**Supplied information:**
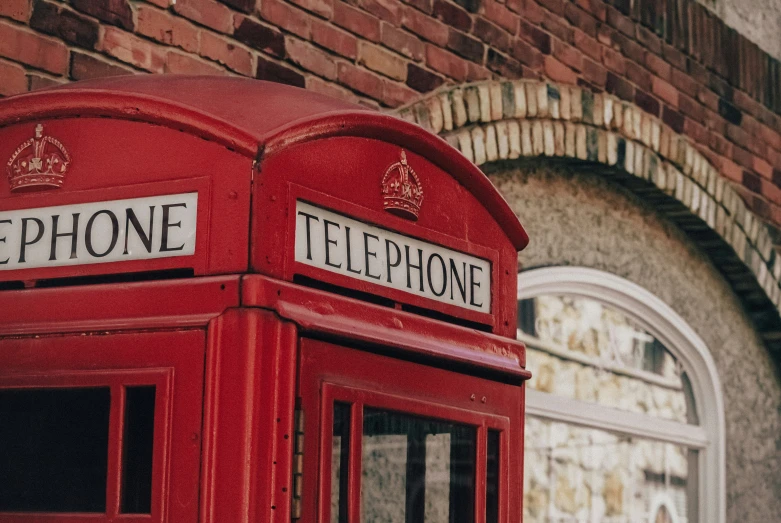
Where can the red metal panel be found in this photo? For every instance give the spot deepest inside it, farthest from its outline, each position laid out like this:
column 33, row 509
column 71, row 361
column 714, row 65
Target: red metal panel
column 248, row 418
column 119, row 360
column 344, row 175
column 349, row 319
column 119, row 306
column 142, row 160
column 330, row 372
* * *
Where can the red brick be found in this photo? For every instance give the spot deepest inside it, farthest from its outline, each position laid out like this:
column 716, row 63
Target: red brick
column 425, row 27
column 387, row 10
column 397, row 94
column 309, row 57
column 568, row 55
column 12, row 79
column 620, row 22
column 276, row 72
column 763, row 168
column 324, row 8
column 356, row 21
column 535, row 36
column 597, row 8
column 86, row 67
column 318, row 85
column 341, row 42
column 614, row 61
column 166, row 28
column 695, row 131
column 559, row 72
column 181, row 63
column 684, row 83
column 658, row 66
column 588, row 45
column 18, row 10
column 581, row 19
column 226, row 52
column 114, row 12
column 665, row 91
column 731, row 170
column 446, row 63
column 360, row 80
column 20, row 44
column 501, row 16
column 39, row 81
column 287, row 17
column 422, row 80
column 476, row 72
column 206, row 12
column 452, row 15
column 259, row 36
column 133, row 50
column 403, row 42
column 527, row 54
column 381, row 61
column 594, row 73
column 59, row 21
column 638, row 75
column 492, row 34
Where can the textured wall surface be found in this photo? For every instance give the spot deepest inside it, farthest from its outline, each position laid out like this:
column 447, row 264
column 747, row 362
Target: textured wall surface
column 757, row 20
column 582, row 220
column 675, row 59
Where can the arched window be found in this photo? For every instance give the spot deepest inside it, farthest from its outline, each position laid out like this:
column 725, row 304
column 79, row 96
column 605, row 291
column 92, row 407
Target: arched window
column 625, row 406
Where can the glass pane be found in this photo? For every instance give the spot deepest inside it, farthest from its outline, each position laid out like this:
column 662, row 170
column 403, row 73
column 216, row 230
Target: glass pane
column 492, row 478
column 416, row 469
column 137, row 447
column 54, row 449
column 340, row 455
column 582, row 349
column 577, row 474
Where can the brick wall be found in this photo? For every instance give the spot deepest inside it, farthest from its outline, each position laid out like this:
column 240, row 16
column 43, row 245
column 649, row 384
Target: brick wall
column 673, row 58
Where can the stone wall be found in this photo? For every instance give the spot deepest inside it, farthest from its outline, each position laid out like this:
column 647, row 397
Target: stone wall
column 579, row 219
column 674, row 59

**Directive:** Put the lines between the one holding "Where can the arched" and the one holding "column 577, row 474", inclusive, into a JSON list of strings with one string per line, leaving out blank lines.

**Task solution:**
[
  "Where can the arched window be found in this photo? For every instance give the spot deepest inside it, farthest from its outline, each position laid out like this:",
  "column 725, row 304",
  "column 79, row 96",
  "column 605, row 291",
  "column 92, row 407",
  "Target: arched window",
  "column 625, row 406",
  "Where can the glass pane be found in this photo? For every instance give the spot deepest inside it, farthest from its outline, each position laid out like this:",
  "column 662, row 170",
  "column 403, row 73",
  "column 216, row 230",
  "Target: glass pane",
  "column 492, row 478",
  "column 416, row 469",
  "column 137, row 447",
  "column 54, row 449",
  "column 340, row 455",
  "column 582, row 349",
  "column 577, row 474"
]